▶ **GIVEN TASK 1**:
Rewrite the listing from the line that contains "[segment] safari vehicle" down to the line that contains "POLYGON ((462 592, 462", changing "every instance" to "each instance" and leaving everything else unchanged.

▶ **READING PASSAGE**:
Petty things first: 9st 7lb!
I've lost a stone (it's taken 9 1/2 months) which means now my wonderful Mountain Equipment jacket (got as a bargain for £90 struck down from £170, end-of-line) doesn't stretch around my gut (I prefer Deutsch: bauch) when I sit down. This is a very small thing, but it means a lot to me as I've tried bloody hard to get where I am, and if it's only a symbol of willpower, so be it - the willpower is the thing. Besides, barring cut-price bargains I'd have to spend another £150 at the very least to get a shell jacket as good (outdoor people will know what I mean) - and one in dark green as well (I'm not keen on looking like a glow-worm).
My last training walk was 8 1/4 miles carrying a 25lb pack, in 3 hours and 10 minutes, at about 2.6mph (I have a spreadsheet to record and calculate all of this); this makes my lower legs ache like the devil, but this is because the insoles I bought with my boots are all squashed out - the repeated shocks knacker my flat-footed skeleton badly. With new Bridgedales and some Superfeet (bought today), I hope to crack 12 miles in a day as a short-term target - working up to 15 miles, and 20 miles ultimately.

▶ **GIVEN TASK 2**:
In the post about weight loss and training walks, what was the original price of the Mountain Equipment jacket before it was reduced?

▶ **EXTRACTED INFORMATION**:
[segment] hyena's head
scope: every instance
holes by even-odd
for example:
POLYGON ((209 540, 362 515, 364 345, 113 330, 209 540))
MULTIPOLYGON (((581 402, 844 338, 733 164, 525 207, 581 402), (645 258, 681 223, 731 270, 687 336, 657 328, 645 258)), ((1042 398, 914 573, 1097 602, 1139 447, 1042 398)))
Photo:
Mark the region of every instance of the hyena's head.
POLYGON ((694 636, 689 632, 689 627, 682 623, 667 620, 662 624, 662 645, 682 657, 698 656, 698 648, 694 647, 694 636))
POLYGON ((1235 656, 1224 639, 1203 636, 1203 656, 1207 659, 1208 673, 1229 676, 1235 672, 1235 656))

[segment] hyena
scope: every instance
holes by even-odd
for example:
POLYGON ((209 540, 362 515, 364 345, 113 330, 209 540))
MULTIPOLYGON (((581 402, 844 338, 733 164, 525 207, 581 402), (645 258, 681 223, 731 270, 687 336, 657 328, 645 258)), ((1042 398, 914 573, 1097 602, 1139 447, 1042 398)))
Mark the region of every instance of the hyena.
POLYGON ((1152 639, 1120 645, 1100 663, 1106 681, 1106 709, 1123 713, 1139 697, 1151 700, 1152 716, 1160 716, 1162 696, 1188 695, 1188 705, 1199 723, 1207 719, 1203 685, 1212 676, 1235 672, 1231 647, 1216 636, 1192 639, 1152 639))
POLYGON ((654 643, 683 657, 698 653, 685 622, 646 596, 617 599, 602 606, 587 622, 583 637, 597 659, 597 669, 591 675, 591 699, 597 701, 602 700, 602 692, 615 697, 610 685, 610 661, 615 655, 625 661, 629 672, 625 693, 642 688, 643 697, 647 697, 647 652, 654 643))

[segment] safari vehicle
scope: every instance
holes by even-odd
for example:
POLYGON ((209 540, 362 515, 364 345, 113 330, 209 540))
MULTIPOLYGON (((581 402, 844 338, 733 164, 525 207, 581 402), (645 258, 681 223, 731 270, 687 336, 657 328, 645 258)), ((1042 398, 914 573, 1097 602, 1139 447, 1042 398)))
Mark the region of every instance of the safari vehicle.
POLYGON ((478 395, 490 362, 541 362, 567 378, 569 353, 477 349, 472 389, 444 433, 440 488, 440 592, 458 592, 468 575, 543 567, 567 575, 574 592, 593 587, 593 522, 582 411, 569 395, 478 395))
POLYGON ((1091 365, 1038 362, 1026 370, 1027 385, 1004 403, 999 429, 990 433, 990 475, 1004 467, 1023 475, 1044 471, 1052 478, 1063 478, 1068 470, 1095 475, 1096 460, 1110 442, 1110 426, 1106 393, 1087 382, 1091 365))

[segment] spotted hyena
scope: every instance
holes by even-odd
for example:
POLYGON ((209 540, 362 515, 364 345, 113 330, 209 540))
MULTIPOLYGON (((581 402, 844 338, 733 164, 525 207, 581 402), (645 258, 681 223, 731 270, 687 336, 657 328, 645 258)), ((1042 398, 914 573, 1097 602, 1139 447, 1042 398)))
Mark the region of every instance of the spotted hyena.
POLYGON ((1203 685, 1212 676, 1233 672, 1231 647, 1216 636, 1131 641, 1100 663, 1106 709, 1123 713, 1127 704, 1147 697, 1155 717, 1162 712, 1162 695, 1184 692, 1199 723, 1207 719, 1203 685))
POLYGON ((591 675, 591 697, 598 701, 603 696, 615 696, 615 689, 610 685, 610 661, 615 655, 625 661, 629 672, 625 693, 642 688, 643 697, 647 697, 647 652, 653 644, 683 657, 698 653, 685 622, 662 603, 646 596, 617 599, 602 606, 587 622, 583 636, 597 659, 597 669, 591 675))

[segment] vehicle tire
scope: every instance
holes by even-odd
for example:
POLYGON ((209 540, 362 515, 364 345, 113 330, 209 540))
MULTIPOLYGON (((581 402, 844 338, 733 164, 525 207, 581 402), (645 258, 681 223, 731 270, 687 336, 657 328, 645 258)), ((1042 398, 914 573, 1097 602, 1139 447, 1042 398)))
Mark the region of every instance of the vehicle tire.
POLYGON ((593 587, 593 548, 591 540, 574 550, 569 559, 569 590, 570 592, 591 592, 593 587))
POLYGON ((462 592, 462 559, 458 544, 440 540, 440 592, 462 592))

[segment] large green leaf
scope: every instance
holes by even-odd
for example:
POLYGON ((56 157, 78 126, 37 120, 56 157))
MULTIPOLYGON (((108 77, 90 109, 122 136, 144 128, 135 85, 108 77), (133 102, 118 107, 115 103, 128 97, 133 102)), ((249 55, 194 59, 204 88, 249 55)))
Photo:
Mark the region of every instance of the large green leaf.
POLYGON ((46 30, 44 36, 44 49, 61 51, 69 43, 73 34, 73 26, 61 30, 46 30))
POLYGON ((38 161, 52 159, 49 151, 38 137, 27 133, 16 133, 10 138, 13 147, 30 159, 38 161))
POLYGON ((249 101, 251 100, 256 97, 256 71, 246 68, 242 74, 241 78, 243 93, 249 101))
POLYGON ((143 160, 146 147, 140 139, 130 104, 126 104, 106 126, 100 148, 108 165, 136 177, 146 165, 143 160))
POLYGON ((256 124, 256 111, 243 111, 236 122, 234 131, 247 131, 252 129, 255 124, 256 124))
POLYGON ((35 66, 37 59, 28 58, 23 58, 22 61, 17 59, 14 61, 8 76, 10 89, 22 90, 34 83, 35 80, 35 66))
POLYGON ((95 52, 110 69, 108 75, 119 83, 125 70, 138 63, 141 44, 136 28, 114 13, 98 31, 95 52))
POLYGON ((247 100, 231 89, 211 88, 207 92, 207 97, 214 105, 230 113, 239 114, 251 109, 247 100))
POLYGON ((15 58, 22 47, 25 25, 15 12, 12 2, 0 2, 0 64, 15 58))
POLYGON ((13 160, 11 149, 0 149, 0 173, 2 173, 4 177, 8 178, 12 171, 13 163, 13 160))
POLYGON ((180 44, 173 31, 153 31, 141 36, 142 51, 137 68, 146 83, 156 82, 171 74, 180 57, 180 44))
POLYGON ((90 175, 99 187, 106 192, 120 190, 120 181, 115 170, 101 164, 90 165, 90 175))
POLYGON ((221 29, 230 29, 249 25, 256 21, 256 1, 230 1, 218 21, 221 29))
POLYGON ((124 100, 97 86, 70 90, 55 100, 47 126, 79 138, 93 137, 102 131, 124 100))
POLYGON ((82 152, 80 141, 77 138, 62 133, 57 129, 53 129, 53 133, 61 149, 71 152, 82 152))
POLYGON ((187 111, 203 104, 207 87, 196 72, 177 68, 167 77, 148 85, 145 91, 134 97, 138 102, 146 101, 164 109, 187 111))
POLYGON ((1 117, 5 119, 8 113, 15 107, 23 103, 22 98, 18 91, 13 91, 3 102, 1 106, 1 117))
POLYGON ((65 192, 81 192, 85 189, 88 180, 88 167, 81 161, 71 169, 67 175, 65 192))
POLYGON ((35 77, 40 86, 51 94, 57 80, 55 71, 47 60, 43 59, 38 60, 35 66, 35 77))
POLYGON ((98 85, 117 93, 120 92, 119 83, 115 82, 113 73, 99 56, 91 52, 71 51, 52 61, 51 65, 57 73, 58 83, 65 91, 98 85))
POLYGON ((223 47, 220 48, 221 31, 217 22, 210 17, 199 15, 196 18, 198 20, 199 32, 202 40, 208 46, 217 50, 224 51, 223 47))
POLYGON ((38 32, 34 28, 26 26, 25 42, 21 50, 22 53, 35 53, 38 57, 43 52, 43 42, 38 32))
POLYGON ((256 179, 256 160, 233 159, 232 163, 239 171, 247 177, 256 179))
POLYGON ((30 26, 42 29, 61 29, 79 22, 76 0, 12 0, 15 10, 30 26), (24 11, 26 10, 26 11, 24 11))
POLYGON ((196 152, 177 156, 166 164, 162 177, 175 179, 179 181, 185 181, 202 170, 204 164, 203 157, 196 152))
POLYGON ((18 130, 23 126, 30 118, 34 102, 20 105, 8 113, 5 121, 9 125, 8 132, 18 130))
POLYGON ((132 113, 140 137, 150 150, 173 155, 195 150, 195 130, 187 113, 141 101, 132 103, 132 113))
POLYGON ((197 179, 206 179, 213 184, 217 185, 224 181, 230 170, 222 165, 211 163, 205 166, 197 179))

▶ **CORRECT RESPONSE 1**:
[segment] safari vehicle
scope: each instance
holes by even-odd
for example:
POLYGON ((209 540, 362 515, 364 345, 113 330, 209 540))
MULTIPOLYGON (((581 402, 844 338, 733 164, 525 207, 581 402), (645 258, 681 223, 731 270, 687 336, 657 328, 645 258)), ((1042 398, 914 573, 1097 602, 1139 447, 1042 398)))
Mark the region of each instance of the safari vehicle.
POLYGON ((478 395, 490 362, 541 362, 567 378, 569 353, 477 349, 472 389, 444 433, 440 488, 440 592, 458 592, 468 575, 543 567, 567 575, 574 592, 593 587, 593 522, 582 411, 569 395, 478 395))
POLYGON ((1091 365, 1038 362, 1026 370, 1027 385, 1004 403, 999 429, 990 433, 990 475, 1004 467, 1023 475, 1044 471, 1052 478, 1063 478, 1068 470, 1095 475, 1096 460, 1110 442, 1110 426, 1106 393, 1087 382, 1091 365))

[segment] spotted hyena
scope: each instance
holes by even-odd
for example:
POLYGON ((209 540, 362 515, 364 345, 113 330, 209 540))
MULTIPOLYGON (((581 402, 844 338, 733 164, 525 207, 581 402), (645 258, 681 223, 731 270, 687 336, 657 328, 645 258)), ((1042 398, 914 573, 1097 602, 1139 447, 1042 398)))
Mark the region of each instance of the spotted hyena.
POLYGON ((1203 685, 1212 676, 1233 672, 1231 647, 1216 636, 1131 641, 1100 663, 1106 709, 1123 713, 1127 704, 1147 697, 1155 717, 1162 712, 1162 695, 1184 692, 1199 723, 1207 719, 1203 685))
POLYGON ((591 675, 591 697, 598 701, 603 696, 615 696, 615 689, 610 685, 610 661, 615 655, 625 661, 629 672, 625 693, 642 688, 643 697, 647 697, 647 652, 653 644, 683 657, 698 653, 685 622, 662 603, 646 596, 617 599, 602 606, 587 622, 583 636, 597 659, 597 669, 591 675))

[segment] vehicle tire
scope: each instance
holes by even-odd
for example:
POLYGON ((209 540, 362 515, 364 345, 113 330, 209 540))
MULTIPOLYGON (((581 402, 844 338, 733 164, 525 207, 581 402), (645 258, 681 223, 731 270, 687 336, 657 328, 645 258)), ((1042 398, 914 573, 1097 602, 1139 447, 1042 398)))
Mark the region of each instance of the vehicle tire.
POLYGON ((593 587, 593 548, 591 540, 574 550, 569 559, 569 590, 570 592, 591 592, 593 587))
POLYGON ((462 592, 462 559, 458 544, 440 540, 440 592, 462 592))

▶ **CORRECT RESPONSE 2**:
£170